Trecho do texto =>
┏━━

No entanto, a situação dos trabalhadores urbanos era melhor do que a vivida no campo porque a manutenção das elites no poder exigia concessões o que deu origem aos sindicatos, a formalização do trabalho (carteira de trabalho), salário mínimo e previdência social. Isso impulsionou o ÊXODO RURAL e o CRESCIMENTO URBANO. Por outro lado, uma nova classe social da elite, a BURGUESIA INDUSTRIAL, foi se formando e se fortalecendo, gradativamente, o que mudou o perfil do poder econômico nos grandes centros urbanos do país.
3º MODELO = O MILAGRE BRASILEIRO
Por volta de 1960, o impulso que a economia brasileira vinha recebendo, de substituir importações, estava acabando. A taxa de lucro começou a cair. Então, os industriais decidiram parar de expandir suas indústrias. Mas acontece que há indústrias que escolhem quando as outras param de expandir. Com isto, as indústrias que antes compravam sozinhas e em larga escala e produziam um milhão, agora produzem juntas, o mesmo milhão. Quer dizer, se vier mais uma fábrica, ela só diminui o lucro das outras. Aquela que recebia menos encomenda, comprava menos ainda de terceiros e desempregava gente. A gente desempregada, deixava de comprar coisas. Enfim, faltava um impulso, para a economia retomar movimento.

┗━━

Registros fornecidos =>
┏━━

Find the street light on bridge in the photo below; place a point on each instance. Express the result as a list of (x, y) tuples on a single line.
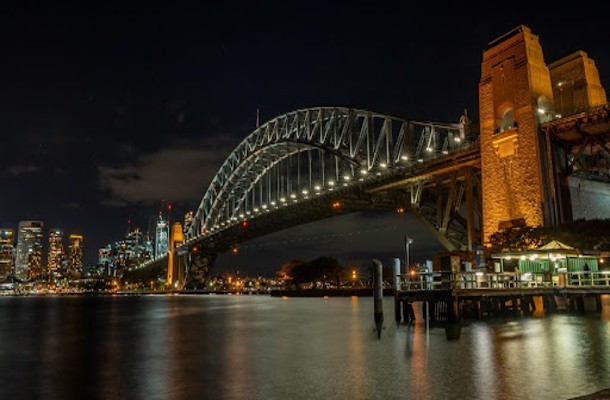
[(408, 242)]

┗━━
┏━━

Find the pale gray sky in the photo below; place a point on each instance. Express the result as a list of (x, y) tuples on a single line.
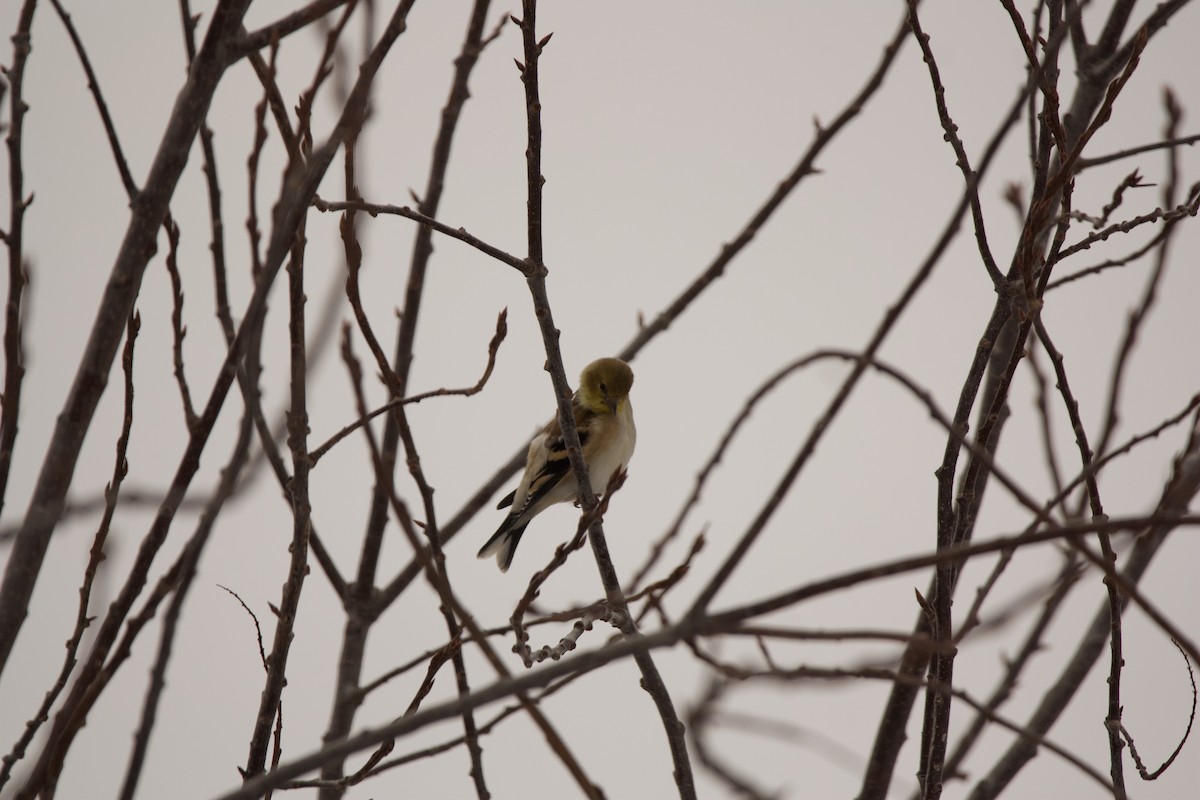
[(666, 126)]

┗━━
┏━━

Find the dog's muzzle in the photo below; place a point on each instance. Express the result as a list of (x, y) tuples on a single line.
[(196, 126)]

┗━━

Instruções e requisitos => Copie sem alterações a parte do texto sobre a economia brasileira que vai de "No entanto, a" até "urbanos do país.", inclusive.

Resposta do exercício =>
No entanto, a situação dos trabalhadores urbanos era melhor do que a vivida no campo porque a manutenção das elites no poder exigia concessões o que deu origem aos sindicatos, a formalização do trabalho (carteira de trabalho), salário mínimo e previdência social. Isso impulsionou o ÊXODO RURAL e o CRESCIMENTO URBANO. Por outro lado, uma nova classe social da elite, a BURGUESIA INDUSTRIAL, foi se formando e se fortalecendo, gradativamente, o que mudou o perfil do poder econômico nos grandes centros urbanos do país.